→ TRY IT
Pictures stay out of the answer, but every line of the material must be restated exactly.

<<<<

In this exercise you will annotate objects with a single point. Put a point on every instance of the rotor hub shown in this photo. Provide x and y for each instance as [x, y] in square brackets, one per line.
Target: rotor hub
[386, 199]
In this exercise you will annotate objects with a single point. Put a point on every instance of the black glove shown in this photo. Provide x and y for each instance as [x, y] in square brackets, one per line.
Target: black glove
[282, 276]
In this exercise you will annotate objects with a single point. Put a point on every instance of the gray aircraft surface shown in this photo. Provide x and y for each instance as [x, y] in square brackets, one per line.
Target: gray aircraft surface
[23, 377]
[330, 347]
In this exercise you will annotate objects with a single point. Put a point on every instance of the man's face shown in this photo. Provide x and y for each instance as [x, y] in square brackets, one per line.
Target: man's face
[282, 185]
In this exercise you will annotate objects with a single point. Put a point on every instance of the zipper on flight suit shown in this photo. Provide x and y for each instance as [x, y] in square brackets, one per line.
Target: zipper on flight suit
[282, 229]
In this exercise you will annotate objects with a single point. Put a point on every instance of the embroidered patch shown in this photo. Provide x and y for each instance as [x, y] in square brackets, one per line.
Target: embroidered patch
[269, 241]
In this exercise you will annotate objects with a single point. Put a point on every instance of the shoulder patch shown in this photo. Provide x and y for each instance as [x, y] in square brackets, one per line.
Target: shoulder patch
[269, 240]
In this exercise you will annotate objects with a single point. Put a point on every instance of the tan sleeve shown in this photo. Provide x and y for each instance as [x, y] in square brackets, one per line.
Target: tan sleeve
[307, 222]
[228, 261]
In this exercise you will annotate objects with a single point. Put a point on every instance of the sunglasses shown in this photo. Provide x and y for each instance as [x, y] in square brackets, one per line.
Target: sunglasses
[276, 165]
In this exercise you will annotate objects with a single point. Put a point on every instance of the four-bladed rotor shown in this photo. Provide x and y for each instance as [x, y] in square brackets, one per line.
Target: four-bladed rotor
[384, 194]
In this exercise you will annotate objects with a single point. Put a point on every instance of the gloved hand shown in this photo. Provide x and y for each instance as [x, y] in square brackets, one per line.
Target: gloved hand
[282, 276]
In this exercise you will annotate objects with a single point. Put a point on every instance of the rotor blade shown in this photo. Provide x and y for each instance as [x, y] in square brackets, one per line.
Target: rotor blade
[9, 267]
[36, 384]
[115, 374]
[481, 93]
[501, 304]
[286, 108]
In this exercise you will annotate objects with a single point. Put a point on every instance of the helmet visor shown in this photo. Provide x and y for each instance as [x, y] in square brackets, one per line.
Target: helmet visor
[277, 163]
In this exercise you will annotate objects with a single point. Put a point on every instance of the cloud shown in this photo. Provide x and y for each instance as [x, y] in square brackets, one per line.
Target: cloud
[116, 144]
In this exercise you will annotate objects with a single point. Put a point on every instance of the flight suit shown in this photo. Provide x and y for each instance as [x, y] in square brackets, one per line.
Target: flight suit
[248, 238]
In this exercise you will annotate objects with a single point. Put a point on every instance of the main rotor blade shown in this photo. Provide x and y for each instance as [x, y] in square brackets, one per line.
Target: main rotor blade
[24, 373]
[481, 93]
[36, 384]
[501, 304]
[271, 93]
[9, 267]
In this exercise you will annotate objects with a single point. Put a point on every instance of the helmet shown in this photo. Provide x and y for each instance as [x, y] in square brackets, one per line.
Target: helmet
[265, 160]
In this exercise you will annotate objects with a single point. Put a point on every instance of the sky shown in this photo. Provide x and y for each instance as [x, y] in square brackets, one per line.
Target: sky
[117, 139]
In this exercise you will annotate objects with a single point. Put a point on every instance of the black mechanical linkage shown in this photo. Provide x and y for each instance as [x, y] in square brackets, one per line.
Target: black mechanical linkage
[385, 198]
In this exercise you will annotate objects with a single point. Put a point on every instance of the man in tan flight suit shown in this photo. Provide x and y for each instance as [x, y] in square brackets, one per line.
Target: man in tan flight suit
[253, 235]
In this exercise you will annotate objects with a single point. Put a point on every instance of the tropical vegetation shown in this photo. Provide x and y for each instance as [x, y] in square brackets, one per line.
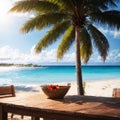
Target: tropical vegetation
[74, 21]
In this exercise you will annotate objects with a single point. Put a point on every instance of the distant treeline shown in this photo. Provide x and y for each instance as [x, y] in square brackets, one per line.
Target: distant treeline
[18, 65]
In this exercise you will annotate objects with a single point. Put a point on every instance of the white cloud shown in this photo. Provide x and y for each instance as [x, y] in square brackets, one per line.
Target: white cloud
[10, 55]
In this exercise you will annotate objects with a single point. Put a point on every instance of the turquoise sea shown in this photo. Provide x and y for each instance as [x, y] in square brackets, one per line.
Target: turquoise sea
[55, 74]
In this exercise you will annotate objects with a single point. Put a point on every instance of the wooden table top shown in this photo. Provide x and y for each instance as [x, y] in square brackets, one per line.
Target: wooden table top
[75, 104]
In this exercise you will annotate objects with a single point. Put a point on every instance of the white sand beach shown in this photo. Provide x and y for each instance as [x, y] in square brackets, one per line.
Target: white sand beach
[102, 88]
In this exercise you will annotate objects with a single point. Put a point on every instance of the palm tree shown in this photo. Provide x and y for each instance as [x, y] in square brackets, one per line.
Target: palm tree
[75, 21]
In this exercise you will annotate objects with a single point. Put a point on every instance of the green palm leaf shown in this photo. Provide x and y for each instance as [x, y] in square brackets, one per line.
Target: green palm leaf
[56, 31]
[66, 42]
[100, 41]
[110, 18]
[85, 45]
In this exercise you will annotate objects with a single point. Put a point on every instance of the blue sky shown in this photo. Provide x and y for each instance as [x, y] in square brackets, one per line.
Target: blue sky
[16, 47]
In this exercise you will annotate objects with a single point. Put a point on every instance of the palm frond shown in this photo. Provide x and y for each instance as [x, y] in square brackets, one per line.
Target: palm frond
[100, 41]
[66, 42]
[34, 5]
[41, 21]
[85, 45]
[102, 4]
[55, 32]
[110, 18]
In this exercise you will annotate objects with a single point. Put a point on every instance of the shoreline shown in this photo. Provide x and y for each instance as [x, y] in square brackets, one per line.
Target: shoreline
[103, 88]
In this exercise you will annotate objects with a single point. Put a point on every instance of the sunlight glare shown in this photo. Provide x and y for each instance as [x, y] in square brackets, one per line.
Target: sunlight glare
[4, 8]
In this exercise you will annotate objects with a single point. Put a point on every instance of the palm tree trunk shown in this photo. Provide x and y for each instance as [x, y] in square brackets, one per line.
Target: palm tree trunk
[78, 63]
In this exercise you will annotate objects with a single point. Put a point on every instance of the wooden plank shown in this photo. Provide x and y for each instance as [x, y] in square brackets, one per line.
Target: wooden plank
[55, 114]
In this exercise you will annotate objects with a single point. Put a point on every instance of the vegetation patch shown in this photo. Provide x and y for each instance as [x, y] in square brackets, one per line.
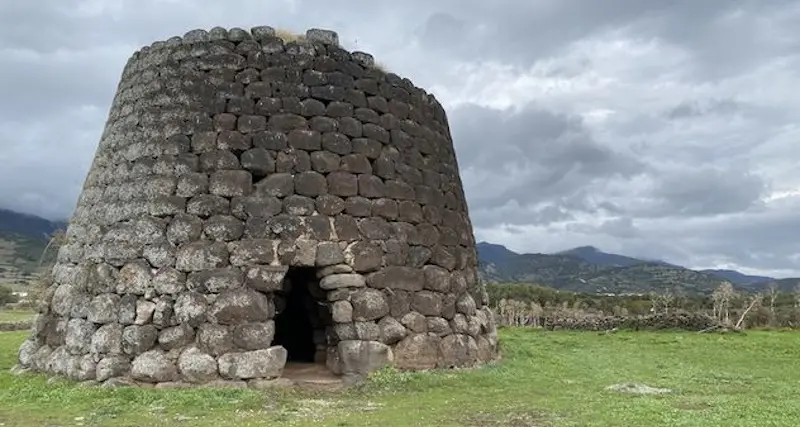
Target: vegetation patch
[545, 379]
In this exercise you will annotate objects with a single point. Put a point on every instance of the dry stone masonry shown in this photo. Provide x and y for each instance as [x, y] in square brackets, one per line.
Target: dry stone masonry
[255, 202]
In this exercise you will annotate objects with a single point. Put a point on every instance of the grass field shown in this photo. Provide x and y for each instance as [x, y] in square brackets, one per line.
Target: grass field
[15, 315]
[545, 379]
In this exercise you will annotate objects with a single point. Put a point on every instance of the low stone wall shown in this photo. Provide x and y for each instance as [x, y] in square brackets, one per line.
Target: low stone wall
[16, 326]
[662, 321]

>>>>

→ ANSWER TO THIS TASK
In this exercise you will annotate objects with a single point. Put a point on every instance of the rotor hub shown in this photo. Provide x and y for each instance as [x, y] in square brackets, one per line.
Target: rotor hub
[386, 199]
In this exercise you will annotate objects with a single point. Put a point on every instance of the black glove shown in this photo. Provide x and y for each instance as [x, y] in square brackets, one per line.
Target: black glove
[282, 276]
In this exercise you will annotate objects with a single point. Put a point on every instance of the gray aircraft surface shown in this photo. Provide x and y for each instance as [x, y] in square brackets, one per line.
Target: gray aircraft surface
[23, 377]
[330, 347]
In this exercise you will annotate objects with a single point. Put a point on every instance of the man's face shown in this photo. Provide x and y for each instance as [x, y] in square brackets, one per line.
Target: man's face
[282, 185]
In this exercise you will annotate objects with a single point. Put a point on every instance of the zipper on flight suit shown in this photo. Provide x and y for each instance as [x, y] in square brackets, one per line.
Target: zipper on flight suit
[282, 229]
In this exercise you will annotate objects with a single point. Put a point on every instance of the embroidered patch shown in this photo. Provide x and y for each instance as [x, y] in square brackets, one per line.
Target: embroidered patch
[269, 241]
In this exercise you will annotate objects with a single point. Put a point on every instance of the shoulder patch shown in this photo. Provide x and y for each instance as [x, y] in square brackets, one per line.
Target: shoulder patch
[269, 240]
In this exercise you will annotate objects with a single point. Put a point on every instance of the tan sleeve shown in this photo. Provide x and y for each instance as [x, y] in square brackets, one per line.
Target: tan sleeve
[307, 222]
[228, 261]
In this exercise you will annotate objects with a single point. Put a point on every instance of the sunglasses shown in this photo. Provide x and y for each instance as [x, y] in square brackets, one per line.
Target: sunglasses
[276, 165]
In this exercise you will annotate objects with a single point. Put a point on every instance of the four-bladed rotor shown in this photo. Provide x and y for each instance as [x, y] in square brackets, one per line.
Target: four-bladed rotor
[384, 194]
In this exercise you will annotate objects with a single point. Put a point on every instance of the gloved hand shown in this photo. Provide x and y for each instance as [x, y] in square brackets, one per line.
Target: gloved hand
[282, 276]
In this exercise you will annotate objects with a single point. Put a point on every instance of the rotor blade shown in this photo. Provide x and y for each instance as [x, y] in square brackets, one per line.
Target: rotor blade
[9, 267]
[36, 384]
[115, 374]
[481, 93]
[501, 304]
[286, 108]
In this exercise you will annotate objects with a single point. Put a point on every instance of the helmet visor shown in this photo. Provide x and y for each instance as [x, y] in square brackets, one per line.
Target: helmet visor
[277, 163]
In this exercise you will annotate objects with a single point. Put a point on every instance of the cloud shown in this photo. Provide x and y for each instance as [x, y] in square brackets, one per line.
Target: cloud
[116, 144]
In this exercise you will annotate objects with a single point. Put a point on every instance of the flight suit shown in this photo. Provide x and y for each instance as [x, y] in square brackets, one per line.
Target: flight suit
[248, 238]
In this exercise you will annotate objects with a single point. Put a point on every instance of the main rotor blade shown in this photo. Provide x and y for each instance as [x, y] in square brackets, one per line.
Target: main rotor blade
[24, 373]
[481, 93]
[36, 384]
[501, 304]
[271, 93]
[9, 267]
In this exercise you will annotate objects with a single point. Put a point on every instance of the helmet shown in this photo. Provide x and y for each instance as [x, y] in square brackets, one per line.
Target: helmet
[265, 160]
In this exercise you will annotate objects with a single point. Put a point on every instance of the sky shown in this photo. Provide x and y for each instance as [x, y] in square brackets, one per line.
Target: sky
[117, 139]
In this exercise you will annotate objects with a single point. Put a point on every instance of the black mechanical linkage shown in this photo. Provide x and y for each instance as [x, y] in square brackets, one per line.
Target: black mechanical linkage
[385, 198]
In this exercise you will annotate objects with a single point. Put a point on every instance of the man in tan flight suit shown in this photo. Provide x and y for each instance as [x, y] in square brackets, one per line.
Target: man in tan flight suit
[253, 235]
In this exercise you will annotate objects with a single point. Put a point on every instance of the tropical vegetation shown in this photo. Provide x and y for each instance as [x, y] in square brackets, one per line.
Target: tropical vegetation
[74, 21]
In this exercise you will annotate objects with a single point. Put a point on every instance of the distant treeline shown in this photo. Provide x and y for each instance as [x, y] in square brackets, one per line.
Target: distant treeline
[18, 65]
In this exercise you will annotate objects with a single point. Put a point on every instance of the white cloud shown in this photo. Provide x and y for each instance as [x, y] in square brackets, one per line.
Target: white cloud
[10, 55]
In this exercise you will annotate objects with a single point. Put a point on every instance of the turquoise sea shown in this photo. Provide x and y for each instance as [x, y] in square brackets, one per line.
Target: turquoise sea
[55, 74]
In this exercise you will annotate objects with a single point. Put a point on every instance of the wooden table top shown in this photo. Provide x and y for each instance as [x, y] in square brackets, one per line.
Target: wooden table top
[75, 104]
In this exercise you will annotate objects with a single point. Put a point on every instance of the white sand beach shown in this photo. Provide x and y for each instance as [x, y] in square brackets, one per line.
Target: white sand beach
[102, 88]
In this exercise you will annotate objects with a single point. Put a point on every instance of the palm tree shown in this photo. Provide x and y for each instance as [x, y] in square brackets, one per line.
Target: palm tree
[75, 21]
In this exercise you will annotate objects with a single point. Put a point on every instance of the green palm leaf shown in this photo. Provide x and y for each instance as [x, y] in square brackets, one per line.
Target: green palm leaf
[56, 31]
[66, 42]
[100, 41]
[110, 18]
[85, 45]
In this exercise you will annotate objects with a single point. Put a point on every instance of the blue sky shown in this photo. Provide x and y for each instance as [x, y] in square brackets, one per line.
Target: blue sky
[16, 47]
In this exercise you will annotate objects with a single point. Put a point on every instance of the palm frond shown in this photo. Provide x and y for each instance as [x, y] in square brackets, one per line.
Target: palm frond
[100, 41]
[66, 42]
[34, 5]
[41, 21]
[85, 45]
[102, 4]
[55, 32]
[110, 18]
In this exercise you will annotate objects with a single point. Put a point on every instance of the shoreline shown in this photo. Provide x and y for each instance as [x, y] in square brackets, one per line.
Target: shoreline
[103, 88]
In this exercise you will annotate objects with a single point. Put a point on every instance of the sunlight glare shown in this photo. Provide x and y for each instance as [x, y] in square brackets, one per line.
Target: sunlight glare
[4, 8]
In this exercise you will annotate objects with a single point. Put a point on every instance of the palm tree trunk shown in this photo. Provide x and y for each instance as [x, y] in square brackets, one per line.
Target: palm tree trunk
[78, 63]
In this exercise you will annotate objects with a single point. Put a point on every instance of the wooden plank shown in this photo. Provide x and y for each instance as [x, y] in square brackets, one per line.
Target: wooden plank
[55, 114]
In this exercise you will annotate objects with a single point. Put a point on every instance of the vegetation patch shown in this photo. Provide x and y for each instance as [x, y] in square brackets, one per line.
Target: vegetation patch
[545, 379]
In this exercise you will annotate objects with a single point. Put a point on every instance of the dry stone masonry shown in this photo. Provide x and y for each instance as [x, y] in square brackets, one per line.
Target: dry stone masonry
[255, 202]
In this exercise you will annotate objects with a single point. Put a point on every instance of the grass field shown in this photo. Provide x and y for each instance as [x, y] in square brackets, one per line.
Target: grass field
[15, 315]
[545, 379]
In this exercise you will annotate objects with a single point. Put a point on every instance of the low stone wall shown in this photo. Provide x and y for each instance as [x, y] in square brackets, one per line.
Target: low stone wall
[16, 326]
[662, 321]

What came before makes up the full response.